What this task involves - Starting with the line containing "Provide the segmentation of every instance of the blue" and going on through the line containing "59 118 L 62", reproduce those lines of the records, requests included. Shift every coordinate in the answers by adding -118 to it.

Image segmentation entries:
==========
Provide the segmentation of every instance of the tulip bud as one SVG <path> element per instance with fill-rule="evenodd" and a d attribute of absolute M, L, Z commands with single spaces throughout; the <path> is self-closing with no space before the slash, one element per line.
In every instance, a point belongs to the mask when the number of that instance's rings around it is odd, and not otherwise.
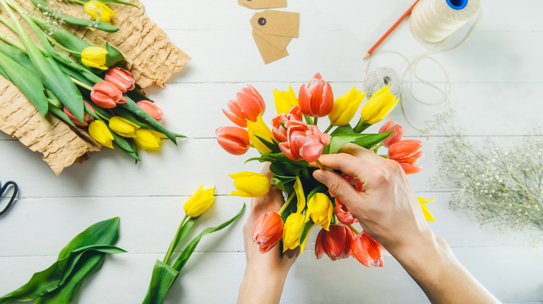
<path fill-rule="evenodd" d="M 228 111 L 223 112 L 230 120 L 240 127 L 247 126 L 247 119 L 254 122 L 266 109 L 264 99 L 252 85 L 247 85 L 236 94 L 236 99 L 228 101 Z"/>
<path fill-rule="evenodd" d="M 247 130 L 235 126 L 225 126 L 215 130 L 217 141 L 226 152 L 235 155 L 244 154 L 249 150 L 249 141 Z"/>
<path fill-rule="evenodd" d="M 200 216 L 215 200 L 215 196 L 213 196 L 215 193 L 214 187 L 205 190 L 202 190 L 202 188 L 203 185 L 200 185 L 198 190 L 184 202 L 183 209 L 187 216 L 191 217 Z"/>
<path fill-rule="evenodd" d="M 239 172 L 228 176 L 234 178 L 236 187 L 236 191 L 228 194 L 229 196 L 259 197 L 268 193 L 271 187 L 268 177 L 259 173 Z"/>
<path fill-rule="evenodd" d="M 106 55 L 107 51 L 98 47 L 88 47 L 81 52 L 81 62 L 87 67 L 107 69 Z"/>
<path fill-rule="evenodd" d="M 100 81 L 94 85 L 90 99 L 96 105 L 106 108 L 115 108 L 117 104 L 126 102 L 119 89 L 107 81 Z"/>
<path fill-rule="evenodd" d="M 148 100 L 142 100 L 136 103 L 140 108 L 141 108 L 147 114 L 151 115 L 158 122 L 162 122 L 162 110 L 155 103 L 149 101 Z"/>
<path fill-rule="evenodd" d="M 93 112 L 95 112 L 95 111 L 94 110 L 94 109 L 93 108 L 93 107 L 92 107 L 92 106 L 91 106 L 90 104 L 88 104 L 88 102 L 86 102 L 86 101 L 84 101 L 83 102 L 84 102 L 84 103 L 85 103 L 85 104 L 86 104 L 87 105 L 88 105 L 88 108 L 90 108 L 90 109 L 93 110 Z M 72 114 L 72 112 L 70 112 L 70 110 L 68 110 L 68 108 L 66 108 L 66 107 L 64 107 L 64 108 L 62 109 L 62 110 L 64 112 L 64 113 L 65 113 L 66 115 L 68 115 L 68 117 L 70 118 L 70 120 L 71 120 L 71 121 L 72 121 L 72 122 L 73 122 L 74 124 L 75 124 L 77 126 L 88 126 L 88 123 L 89 123 L 89 122 L 90 122 L 90 121 L 92 121 L 93 120 L 94 120 L 94 118 L 93 118 L 93 117 L 92 117 L 92 116 L 91 116 L 90 114 L 88 114 L 88 113 L 87 113 L 87 112 L 85 112 L 85 115 L 84 115 L 84 117 L 83 117 L 83 121 L 84 121 L 84 123 L 83 123 L 83 124 L 81 124 L 81 121 L 79 121 L 79 119 L 78 119 L 77 118 L 76 118 L 76 117 L 75 117 L 75 116 L 74 116 L 74 115 L 73 115 L 73 114 Z"/>
<path fill-rule="evenodd" d="M 364 266 L 383 267 L 383 246 L 363 231 L 351 244 L 351 253 Z"/>
<path fill-rule="evenodd" d="M 332 87 L 322 79 L 320 73 L 317 73 L 307 85 L 301 85 L 298 99 L 304 115 L 319 117 L 326 116 L 333 107 Z"/>
<path fill-rule="evenodd" d="M 288 92 L 279 91 L 277 89 L 274 89 L 272 92 L 278 115 L 287 113 L 292 107 L 298 105 L 298 99 L 296 98 L 292 85 L 288 85 Z"/>
<path fill-rule="evenodd" d="M 111 67 L 106 72 L 104 77 L 106 81 L 113 83 L 119 91 L 126 93 L 136 87 L 136 81 L 134 80 L 132 74 L 118 67 Z"/>
<path fill-rule="evenodd" d="M 317 192 L 307 202 L 308 216 L 306 221 L 310 217 L 315 223 L 328 230 L 333 212 L 333 206 L 328 196 Z"/>
<path fill-rule="evenodd" d="M 292 213 L 287 217 L 283 228 L 283 252 L 299 246 L 300 233 L 304 227 L 305 217 L 301 213 Z"/>
<path fill-rule="evenodd" d="M 366 94 L 368 92 L 362 94 L 361 90 L 356 91 L 354 87 L 352 87 L 347 93 L 338 97 L 333 102 L 332 112 L 328 115 L 330 124 L 333 126 L 345 126 L 349 124 Z"/>
<path fill-rule="evenodd" d="M 260 215 L 253 230 L 253 242 L 256 243 L 260 253 L 266 253 L 274 248 L 283 236 L 283 219 L 276 212 Z"/>
<path fill-rule="evenodd" d="M 386 117 L 396 106 L 398 99 L 390 92 L 390 85 L 383 87 L 370 97 L 362 107 L 360 116 L 367 124 L 377 124 Z"/>
<path fill-rule="evenodd" d="M 111 17 L 116 15 L 107 5 L 95 0 L 90 0 L 85 3 L 84 8 L 85 12 L 88 14 L 90 18 L 110 24 Z"/>
<path fill-rule="evenodd" d="M 135 137 L 134 132 L 139 126 L 120 116 L 113 116 L 109 119 L 109 128 L 120 136 Z"/>
<path fill-rule="evenodd" d="M 113 140 L 113 137 L 104 121 L 101 120 L 92 121 L 88 125 L 88 134 L 101 145 L 113 149 L 111 142 Z"/>
<path fill-rule="evenodd" d="M 160 150 L 162 133 L 145 128 L 139 128 L 134 130 L 134 142 L 143 150 Z"/>

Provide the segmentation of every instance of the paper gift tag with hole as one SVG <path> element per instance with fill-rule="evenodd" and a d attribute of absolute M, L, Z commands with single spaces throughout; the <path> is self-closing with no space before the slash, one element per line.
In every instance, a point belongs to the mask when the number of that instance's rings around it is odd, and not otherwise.
<path fill-rule="evenodd" d="M 240 6 L 249 8 L 286 8 L 287 0 L 237 0 Z"/>

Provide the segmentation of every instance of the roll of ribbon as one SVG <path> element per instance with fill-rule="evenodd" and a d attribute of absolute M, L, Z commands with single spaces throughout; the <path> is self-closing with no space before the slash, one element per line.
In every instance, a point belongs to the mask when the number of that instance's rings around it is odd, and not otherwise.
<path fill-rule="evenodd" d="M 414 35 L 428 44 L 439 44 L 477 13 L 479 0 L 420 0 L 409 23 Z"/>

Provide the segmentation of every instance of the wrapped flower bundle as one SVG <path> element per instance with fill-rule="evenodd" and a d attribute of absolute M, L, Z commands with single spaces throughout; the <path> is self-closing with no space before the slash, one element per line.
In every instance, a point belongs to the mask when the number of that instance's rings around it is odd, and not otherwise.
<path fill-rule="evenodd" d="M 253 240 L 265 253 L 281 244 L 284 252 L 299 246 L 301 252 L 309 232 L 315 226 L 322 228 L 315 242 L 317 258 L 324 253 L 332 260 L 352 256 L 369 267 L 382 266 L 384 248 L 365 232 L 359 232 L 353 225 L 358 220 L 350 214 L 339 198 L 326 185 L 313 177 L 317 166 L 325 169 L 319 161 L 322 154 L 337 153 L 348 143 L 353 143 L 377 153 L 379 148 L 388 149 L 382 157 L 396 160 L 407 174 L 420 171 L 416 164 L 423 155 L 421 142 L 402 140 L 404 130 L 390 119 L 378 133 L 363 133 L 372 124 L 383 120 L 396 105 L 398 99 L 388 86 L 373 94 L 360 112 L 361 118 L 354 127 L 350 124 L 365 94 L 354 87 L 334 100 L 331 85 L 317 74 L 299 89 L 297 97 L 292 86 L 288 91 L 273 91 L 278 115 L 272 120 L 272 128 L 264 122 L 262 115 L 265 103 L 252 86 L 242 89 L 235 99 L 228 102 L 224 114 L 238 126 L 217 129 L 219 144 L 228 153 L 242 155 L 251 147 L 260 156 L 249 160 L 269 162 L 272 183 L 256 173 L 240 172 L 234 178 L 236 191 L 230 195 L 256 197 L 276 187 L 286 196 L 286 202 L 278 212 L 267 212 L 257 221 Z M 320 117 L 327 116 L 329 126 L 322 132 L 317 126 Z M 329 133 L 329 135 L 328 134 Z M 358 191 L 363 185 L 356 178 L 338 172 Z M 427 220 L 434 220 L 425 203 L 418 198 Z M 295 203 L 292 203 L 295 201 Z"/>
<path fill-rule="evenodd" d="M 14 0 L 0 0 L 0 8 L 9 17 L 0 15 L 0 22 L 20 40 L 0 32 L 0 75 L 15 85 L 41 115 L 52 112 L 72 127 L 88 128 L 102 146 L 113 149 L 114 143 L 136 161 L 138 146 L 159 150 L 162 138 L 175 144 L 176 137 L 184 137 L 161 124 L 162 111 L 136 87 L 129 71 L 115 66 L 125 59 L 118 50 L 108 43 L 105 48 L 94 46 L 60 26 L 114 32 L 118 28 L 109 22 L 115 13 L 104 3 L 134 4 L 70 1 L 84 6 L 92 18 L 88 20 L 63 15 L 49 7 L 52 2 L 31 2 L 40 14 L 25 10 Z"/>

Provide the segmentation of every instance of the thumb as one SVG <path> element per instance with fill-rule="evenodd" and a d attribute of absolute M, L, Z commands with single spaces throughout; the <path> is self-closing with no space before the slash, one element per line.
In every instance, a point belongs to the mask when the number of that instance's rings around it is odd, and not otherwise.
<path fill-rule="evenodd" d="M 345 178 L 336 172 L 328 170 L 315 170 L 313 177 L 328 187 L 333 195 L 338 196 L 344 203 L 348 204 L 359 196 L 359 192 Z M 347 205 L 347 208 L 349 206 Z"/>

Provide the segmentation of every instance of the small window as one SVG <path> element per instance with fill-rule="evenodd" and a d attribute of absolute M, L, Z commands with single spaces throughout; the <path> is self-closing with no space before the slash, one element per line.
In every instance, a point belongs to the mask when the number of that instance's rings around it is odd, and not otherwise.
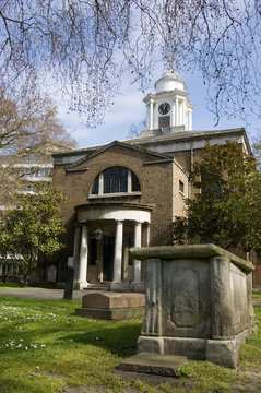
<path fill-rule="evenodd" d="M 170 116 L 158 117 L 158 128 L 165 128 L 170 126 Z"/>
<path fill-rule="evenodd" d="M 179 180 L 179 192 L 183 194 L 183 182 Z"/>
<path fill-rule="evenodd" d="M 104 170 L 104 193 L 128 192 L 128 169 L 112 167 Z"/>
<path fill-rule="evenodd" d="M 140 192 L 140 181 L 137 175 L 126 167 L 111 167 L 105 169 L 94 180 L 91 194 L 108 195 L 118 193 Z"/>

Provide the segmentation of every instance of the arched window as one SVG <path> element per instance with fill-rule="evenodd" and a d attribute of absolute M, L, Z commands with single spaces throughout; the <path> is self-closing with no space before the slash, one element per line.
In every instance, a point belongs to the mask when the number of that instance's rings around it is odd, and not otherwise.
<path fill-rule="evenodd" d="M 100 172 L 94 180 L 91 195 L 118 193 L 140 193 L 140 181 L 135 174 L 126 167 L 110 167 Z"/>

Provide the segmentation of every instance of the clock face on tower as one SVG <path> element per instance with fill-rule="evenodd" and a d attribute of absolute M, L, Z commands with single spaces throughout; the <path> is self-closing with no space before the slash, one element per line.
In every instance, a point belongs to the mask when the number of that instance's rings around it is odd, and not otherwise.
<path fill-rule="evenodd" d="M 170 110 L 170 105 L 168 103 L 163 103 L 158 107 L 158 111 L 161 115 L 166 115 Z"/>

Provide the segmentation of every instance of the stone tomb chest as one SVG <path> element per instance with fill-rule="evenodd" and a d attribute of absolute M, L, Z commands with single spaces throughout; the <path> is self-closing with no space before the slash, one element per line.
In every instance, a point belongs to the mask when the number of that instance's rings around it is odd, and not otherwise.
<path fill-rule="evenodd" d="M 138 352 L 236 367 L 254 331 L 253 266 L 214 245 L 132 249 L 131 255 L 145 261 Z"/>

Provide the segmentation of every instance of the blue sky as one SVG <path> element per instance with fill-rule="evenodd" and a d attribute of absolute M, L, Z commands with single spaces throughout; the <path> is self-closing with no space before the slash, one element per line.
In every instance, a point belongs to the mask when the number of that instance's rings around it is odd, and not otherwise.
<path fill-rule="evenodd" d="M 59 118 L 62 124 L 71 132 L 76 140 L 78 147 L 86 147 L 114 140 L 122 141 L 130 138 L 130 129 L 132 124 L 139 126 L 145 120 L 145 104 L 143 98 L 147 93 L 154 92 L 154 83 L 162 75 L 164 68 L 158 69 L 152 83 L 145 93 L 139 91 L 139 86 L 130 85 L 128 80 L 124 81 L 121 94 L 116 97 L 112 110 L 107 111 L 103 124 L 98 124 L 95 129 L 90 129 L 82 123 L 76 112 L 67 114 L 67 108 L 59 107 Z M 187 92 L 190 93 L 189 99 L 195 105 L 192 115 L 193 131 L 200 130 L 222 130 L 229 128 L 245 127 L 250 143 L 261 140 L 260 119 L 249 115 L 249 124 L 242 119 L 221 118 L 218 126 L 215 126 L 214 115 L 206 109 L 206 91 L 199 74 L 191 75 L 179 72 L 185 81 Z"/>

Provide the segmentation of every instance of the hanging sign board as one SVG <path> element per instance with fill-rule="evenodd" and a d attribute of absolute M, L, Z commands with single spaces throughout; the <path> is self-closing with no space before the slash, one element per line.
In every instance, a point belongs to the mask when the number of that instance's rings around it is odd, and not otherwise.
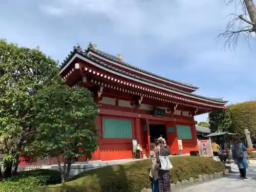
==========
Exercise response -
Provide the segmentation of every instance of the blue sky as one SVG <path> element per instance with fill-rule="evenodd" and a d attribute of absolute M, L, Z commands with single spaces throughout; the <path> is self-closing with no space before the slash, one element per line.
In every instance, a point belongs to the mask when the number of that instance's rings around it is odd, and not otherwise.
<path fill-rule="evenodd" d="M -59 0 L -56 6 L -47 14 L -42 22 L -40 29 L -32 29 L -4 22 L 4 23 L 12 20 L 12 11 L 14 6 L 21 8 L 27 2 L 27 -14 L 25 -20 L 29 -25 L 36 -26 L 36 -35 L 44 -43 L 46 -50 L 40 -49 L 34 -35 L 27 -25 L 21 -27 L 21 -32 L 12 -33 L 10 -38 L 6 -37 L 3 -24 L -2 -21 L -6 -8 L -11 -7 L -15 6 L -20 6 L -23 11 L -28 11 L -36 5 L -42 -6 L -51 -4 L -51 -10 L -59 -11 Z M 69 -26 L 72 -25 L 71 -19 L 77 -13 L 74 -3 L 75 13 L 82 12 L 104 12 L 111 10 L 127 9 L 132 25 L 143 22 L 142 1 L 131 -3 L 131 6 L 124 1 L 103 0 L 100 8 L 97 8 L 96 -3 L 88 -9 L 88 -27 L 81 -44 L 73 -43 L 61 -46 L 67 -37 Z"/>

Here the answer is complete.